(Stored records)
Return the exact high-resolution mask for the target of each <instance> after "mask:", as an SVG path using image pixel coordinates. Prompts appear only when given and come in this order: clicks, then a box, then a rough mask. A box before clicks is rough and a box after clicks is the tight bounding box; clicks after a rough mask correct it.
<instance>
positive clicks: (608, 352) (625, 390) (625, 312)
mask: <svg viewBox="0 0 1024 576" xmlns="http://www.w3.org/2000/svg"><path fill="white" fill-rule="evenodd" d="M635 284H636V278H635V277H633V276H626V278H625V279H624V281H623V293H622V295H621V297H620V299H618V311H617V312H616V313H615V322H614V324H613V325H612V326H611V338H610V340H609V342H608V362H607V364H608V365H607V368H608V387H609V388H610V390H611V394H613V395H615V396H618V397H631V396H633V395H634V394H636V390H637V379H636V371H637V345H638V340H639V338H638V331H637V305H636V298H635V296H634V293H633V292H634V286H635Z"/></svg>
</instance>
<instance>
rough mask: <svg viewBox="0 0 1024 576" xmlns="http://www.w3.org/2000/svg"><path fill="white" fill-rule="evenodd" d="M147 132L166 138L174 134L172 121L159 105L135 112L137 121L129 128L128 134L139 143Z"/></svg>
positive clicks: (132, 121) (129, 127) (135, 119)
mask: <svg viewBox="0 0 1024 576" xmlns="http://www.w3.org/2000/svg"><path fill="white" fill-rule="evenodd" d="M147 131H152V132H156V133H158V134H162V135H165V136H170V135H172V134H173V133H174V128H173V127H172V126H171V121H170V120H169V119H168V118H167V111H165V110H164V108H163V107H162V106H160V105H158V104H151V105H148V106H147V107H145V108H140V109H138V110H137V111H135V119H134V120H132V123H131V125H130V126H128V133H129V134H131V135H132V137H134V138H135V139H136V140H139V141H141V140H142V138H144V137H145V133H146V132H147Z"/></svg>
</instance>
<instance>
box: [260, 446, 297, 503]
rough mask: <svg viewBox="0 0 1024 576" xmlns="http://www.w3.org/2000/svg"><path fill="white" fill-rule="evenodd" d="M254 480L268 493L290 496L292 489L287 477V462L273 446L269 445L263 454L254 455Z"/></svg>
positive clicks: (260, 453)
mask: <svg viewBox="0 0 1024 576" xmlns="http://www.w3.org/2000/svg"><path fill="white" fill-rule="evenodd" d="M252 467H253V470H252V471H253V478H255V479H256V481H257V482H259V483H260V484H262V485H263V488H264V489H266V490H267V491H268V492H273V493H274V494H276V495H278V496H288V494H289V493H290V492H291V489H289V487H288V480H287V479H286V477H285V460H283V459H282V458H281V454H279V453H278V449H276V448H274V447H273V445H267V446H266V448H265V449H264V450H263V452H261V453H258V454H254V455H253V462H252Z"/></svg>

Activity
Every record should be retyped so that it matches the original exactly.

Task result
Return the exact high-resolution mask for the target of each <instance> after "mask:", as an SVG path using image pixel coordinates. Prompts appear only when given and come in this order: clicks, then a box, then a rough mask. A box before clicks is rough and a box after clicks is the tight bounding box; clicks after a rough mask correct it.
<instance>
positive clicks: (608, 352) (625, 390) (625, 312)
mask: <svg viewBox="0 0 1024 576" xmlns="http://www.w3.org/2000/svg"><path fill="white" fill-rule="evenodd" d="M635 284H636V278H635V277H633V276H626V278H625V279H624V281H623V293H622V295H621V297H620V299H618V311H617V312H616V313H615V322H614V324H613V325H612V326H611V338H610V340H609V342H608V362H607V364H608V365H607V368H608V387H609V388H610V390H611V394H613V395H615V396H618V397H631V396H633V395H634V394H636V390H637V379H636V371H637V345H638V340H639V338H638V331H637V305H636V298H635V296H634V293H633V292H634V286H635Z"/></svg>
</instance>
<instance>
rough mask: <svg viewBox="0 0 1024 576" xmlns="http://www.w3.org/2000/svg"><path fill="white" fill-rule="evenodd" d="M147 132L166 138L174 134L172 121L159 105L135 112L137 121L129 128L128 134L139 143Z"/></svg>
positive clicks: (132, 121) (129, 127) (135, 119)
mask: <svg viewBox="0 0 1024 576" xmlns="http://www.w3.org/2000/svg"><path fill="white" fill-rule="evenodd" d="M147 131H152V132H156V133H158V134H162V135H165V136H170V135H172V134H173V133H174V128H173V127H172V126H171V121H170V120H169V119H168V118H167V111H165V110H164V108H163V107H162V106H160V105H158V104H151V105H148V106H147V107H145V108H140V109H138V110H137V111H135V119H134V120H132V123H131V125H130V126H128V133H129V134H131V135H132V137H134V138H135V139H136V140H139V141H141V140H142V138H144V137H145V133H146V132H147Z"/></svg>
</instance>
<instance>
box: [260, 446, 297, 503]
rough mask: <svg viewBox="0 0 1024 576" xmlns="http://www.w3.org/2000/svg"><path fill="white" fill-rule="evenodd" d="M254 480L268 493L290 496L292 489L287 477V462L273 446L269 445L263 454L254 455Z"/></svg>
positive clicks: (260, 453)
mask: <svg viewBox="0 0 1024 576" xmlns="http://www.w3.org/2000/svg"><path fill="white" fill-rule="evenodd" d="M252 467H253V470H252V471H253V478H255V479H256V481H257V482H259V483H260V484H262V485H263V488H264V489H266V490H267V491H268V492H273V493H274V494H276V495H278V496H288V494H289V493H290V492H291V489H289V487H288V480H287V479H286V477H285V460H283V459H282V458H281V454H279V453H278V449H276V448H274V447H273V445H267V446H266V448H265V449H264V450H263V452H261V453H258V454H254V455H253V462H252Z"/></svg>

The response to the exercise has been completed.